In a controller, use the Etl facade to select a driver and process the uploaded file.
use App\Models\User;
use Etl; // The alias from config/app.php
use Illuminate\Http\Request;

public function import(Request $request)
{
    $request->validate(['file' => 'required|mimes:xlsx,xls']);
    $filePath = $request->file('file')->getRealPath();

    // Use the high-performance OpenSpout driver
    $dataToInsert = Etl::driver('open_spout_schema_import')
                       ->process($filePath, 'user_schema');

    foreach ($dataToInsert as $doc) {
        User::updateOrCreate(['_id' => $doc['_id']], $doc);
    }
    return back()->with('success', 'Data imported successfully!');
}

4.2. Exporting Data (Fluent API)

Use the fluent export() method to build and dispatch export jobs. Simple Export:
use App\Models\User;
use Etl;

// Creates 'all-users.xlsx' in storage/app/
$files = Etl::export()
    ->from(User::class)
    ->usingSchema('user_schema')
    ->to('all-users.xlsx')
    ->dispatch();
Paginated (Chunked) Export:
// Creates multiple files (e.g., users-part-1.xlsx, users-part-2.xlsx)
$files = Etl::export()
    ->from(User::class)
    ->usingSchema('user_schema')
    ->to('users.xlsx')
    ->chunk(5000) // Create a new file for every 5000 records
    ->dispatch();

4.3. Testing the Pipeline

Use the provided Artisan command to test the full export/import cycle.
# Test with the Maatwebsite driver (default)
php artisan etl:test-pipeline user_schema User

# Test with the OpenSpout driver
php artisan etl:test-pipeline user_schema User --driver=openspout

# Test with 100 records and keep the file for inspection
php artisan etl:test-pipeline user_schema User --count=100 --keep-file

5. Full Source Code

Here is the complete source code for every class in the service.

5.1. Configuration Schema

File: config/etl_schemas/user_schema.yml
primary_key: _id
fields:
  _id: { type: string, header: 'User ID', validator: 'required|string|unique:users,_id,{{id}},_id', edit: 'RO', create: true, view: true, api: true }
  name: { type: string, header: 'Full Name', validator: 'required|string|max:255', edit: true, create: true, view: true, api: true }
  email: { type: string, header: 'Email Address', validator: 'required|email|unique:users,email,{{id}},_id', edit: true, create: true, view: true, api: true }
  age: { type: integer, default: null, validator: 'nullable|integer|min:0|max:150', edit: true, create: true, view: true, api: true }
  registered_at: { type: datetime, default: null, validator: 'nullable|date', edit: 'VO', create: false, view: true, api: true }
  addresses:
    type: array
    validator: 'nullable|array|min:1'
    edit: true
    create: true
    view: true
    api: true
    object:
      street: { type: string, header: 'Address Street', validator: 'required_with:addresses|string|max:255' }
      city: { type: string, header: 'Address City', validator: 'required_with:addresses|string|max:100' }
      postal_code: { type: string, header: 'Address Postal Code', validator: 'required_with:addresses|string|max:20' }
  settings:
    type: object
    validator: 'nullable|array'
    edit: true
    create: true
    view: true
    api: true
    object:
      notifications_enabled: { type: boolean, header: 'Enable Notifications', default: true, validator: 'required|boolean' }
      theme: { type: string, header: 'UI Theme', default: 'light', validator: 'required|string|in:light,dark,system' }
  internal_notes: { type: string, validator: 'nullable|string', edit: false, create: false, view: false, api: false }

5.2. Contracts (Interfaces)

= EXTRACTED MATERIAL =
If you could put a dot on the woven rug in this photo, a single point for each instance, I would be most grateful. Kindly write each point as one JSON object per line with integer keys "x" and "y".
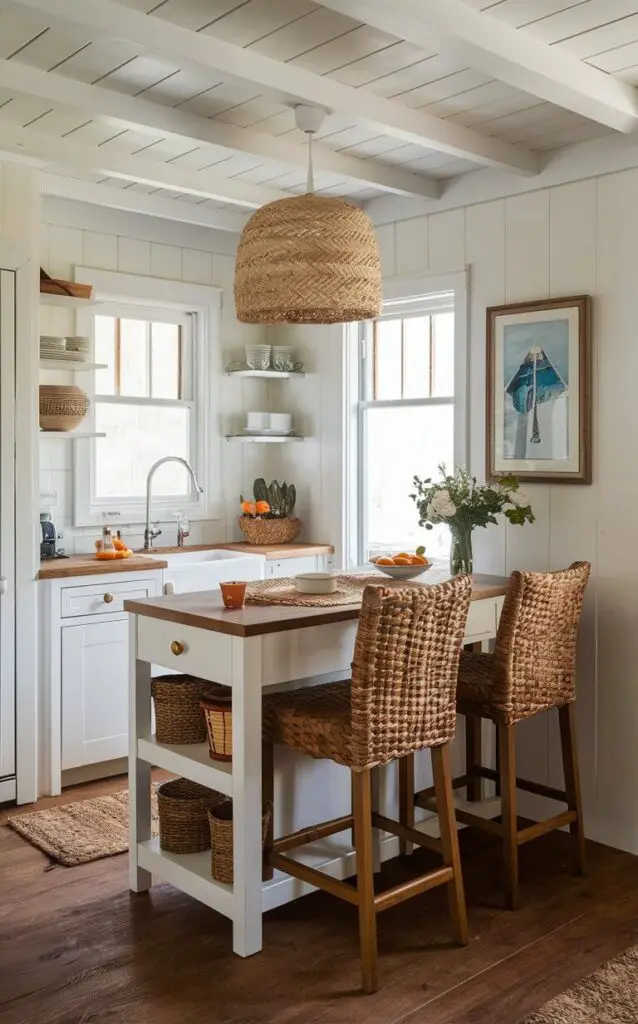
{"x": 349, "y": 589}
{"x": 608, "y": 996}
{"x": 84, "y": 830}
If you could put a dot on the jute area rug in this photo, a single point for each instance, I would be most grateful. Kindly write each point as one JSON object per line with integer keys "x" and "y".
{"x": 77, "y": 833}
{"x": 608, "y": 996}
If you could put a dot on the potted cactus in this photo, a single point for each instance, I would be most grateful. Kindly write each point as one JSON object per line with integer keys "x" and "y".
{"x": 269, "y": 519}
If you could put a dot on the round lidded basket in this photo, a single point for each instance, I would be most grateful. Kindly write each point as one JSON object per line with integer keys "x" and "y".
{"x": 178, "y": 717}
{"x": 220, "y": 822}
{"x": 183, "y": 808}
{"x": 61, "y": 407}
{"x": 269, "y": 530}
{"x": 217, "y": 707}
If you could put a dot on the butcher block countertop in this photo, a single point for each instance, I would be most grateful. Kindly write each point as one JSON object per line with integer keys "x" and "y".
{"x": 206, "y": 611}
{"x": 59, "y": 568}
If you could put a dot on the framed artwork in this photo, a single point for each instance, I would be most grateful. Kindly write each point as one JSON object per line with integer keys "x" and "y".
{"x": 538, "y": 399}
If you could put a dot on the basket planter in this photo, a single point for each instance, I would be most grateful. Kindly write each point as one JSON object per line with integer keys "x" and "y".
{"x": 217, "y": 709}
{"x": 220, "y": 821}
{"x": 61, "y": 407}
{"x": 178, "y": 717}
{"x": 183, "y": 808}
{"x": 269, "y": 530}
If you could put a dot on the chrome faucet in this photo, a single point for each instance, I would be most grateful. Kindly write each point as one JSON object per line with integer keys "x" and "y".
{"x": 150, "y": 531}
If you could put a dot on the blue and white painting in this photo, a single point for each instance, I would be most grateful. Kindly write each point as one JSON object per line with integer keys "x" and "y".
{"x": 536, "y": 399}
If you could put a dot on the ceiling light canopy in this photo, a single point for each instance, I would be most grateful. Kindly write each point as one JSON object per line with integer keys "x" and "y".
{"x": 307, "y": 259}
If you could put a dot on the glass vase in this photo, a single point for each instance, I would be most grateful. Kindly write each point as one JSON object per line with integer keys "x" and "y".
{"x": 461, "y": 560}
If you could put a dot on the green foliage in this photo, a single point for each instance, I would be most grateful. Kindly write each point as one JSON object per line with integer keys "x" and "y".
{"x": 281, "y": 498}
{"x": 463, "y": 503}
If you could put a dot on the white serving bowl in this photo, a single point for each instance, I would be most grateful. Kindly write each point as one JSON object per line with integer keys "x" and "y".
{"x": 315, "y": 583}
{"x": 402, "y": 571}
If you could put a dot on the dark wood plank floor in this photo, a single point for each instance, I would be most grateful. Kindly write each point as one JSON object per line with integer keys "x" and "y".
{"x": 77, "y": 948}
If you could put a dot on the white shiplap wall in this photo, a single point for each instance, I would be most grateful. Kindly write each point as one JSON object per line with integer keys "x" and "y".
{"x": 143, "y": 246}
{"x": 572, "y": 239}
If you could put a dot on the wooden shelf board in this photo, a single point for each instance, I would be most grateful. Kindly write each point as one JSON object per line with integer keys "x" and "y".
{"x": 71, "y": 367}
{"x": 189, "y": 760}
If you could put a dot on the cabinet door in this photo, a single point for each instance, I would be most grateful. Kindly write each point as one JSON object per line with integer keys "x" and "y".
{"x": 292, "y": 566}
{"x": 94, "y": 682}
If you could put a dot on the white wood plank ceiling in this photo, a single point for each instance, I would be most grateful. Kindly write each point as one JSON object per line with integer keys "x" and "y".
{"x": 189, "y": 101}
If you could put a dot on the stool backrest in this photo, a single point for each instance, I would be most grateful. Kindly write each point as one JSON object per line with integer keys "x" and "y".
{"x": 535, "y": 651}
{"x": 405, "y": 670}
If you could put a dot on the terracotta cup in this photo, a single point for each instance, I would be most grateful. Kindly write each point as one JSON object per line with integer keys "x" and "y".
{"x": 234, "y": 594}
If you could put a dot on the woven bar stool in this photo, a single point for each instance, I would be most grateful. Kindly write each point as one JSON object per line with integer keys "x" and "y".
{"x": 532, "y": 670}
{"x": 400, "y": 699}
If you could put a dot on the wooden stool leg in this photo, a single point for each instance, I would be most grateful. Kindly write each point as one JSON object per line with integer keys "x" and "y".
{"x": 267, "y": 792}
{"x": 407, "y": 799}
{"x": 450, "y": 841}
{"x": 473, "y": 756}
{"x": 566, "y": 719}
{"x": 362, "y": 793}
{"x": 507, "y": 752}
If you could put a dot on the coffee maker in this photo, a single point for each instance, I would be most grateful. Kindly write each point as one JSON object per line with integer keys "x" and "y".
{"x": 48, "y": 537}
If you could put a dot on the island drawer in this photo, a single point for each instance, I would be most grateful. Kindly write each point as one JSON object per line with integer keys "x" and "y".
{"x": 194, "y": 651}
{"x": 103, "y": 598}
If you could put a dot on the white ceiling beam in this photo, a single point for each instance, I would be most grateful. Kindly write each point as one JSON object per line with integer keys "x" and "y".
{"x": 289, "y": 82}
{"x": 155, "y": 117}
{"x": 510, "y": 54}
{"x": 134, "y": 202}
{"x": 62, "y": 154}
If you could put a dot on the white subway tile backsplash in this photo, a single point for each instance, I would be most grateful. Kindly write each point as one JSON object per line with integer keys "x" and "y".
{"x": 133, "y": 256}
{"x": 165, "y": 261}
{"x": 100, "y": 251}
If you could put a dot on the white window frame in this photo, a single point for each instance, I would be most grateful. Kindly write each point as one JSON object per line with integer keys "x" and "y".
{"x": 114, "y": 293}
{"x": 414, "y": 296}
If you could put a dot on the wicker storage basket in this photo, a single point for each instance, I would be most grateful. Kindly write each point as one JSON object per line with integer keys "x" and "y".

= WRITTEN REQUEST =
Reproduce the part of the ETL guide starting with "foreach ($dataToInsert as" and going on through "Data (Fluent API)". Rely on the ETL guide alone.

= OUTPUT FOR THIS EXERCISE =
foreach ($dataToInsert as $doc) {
        User::updateOrCreate(['_id' => $doc['_id']], $doc);
    }
    return back()->with('success', 'Data imported successfully!');
}

4.2. Exporting Data (Fluent API)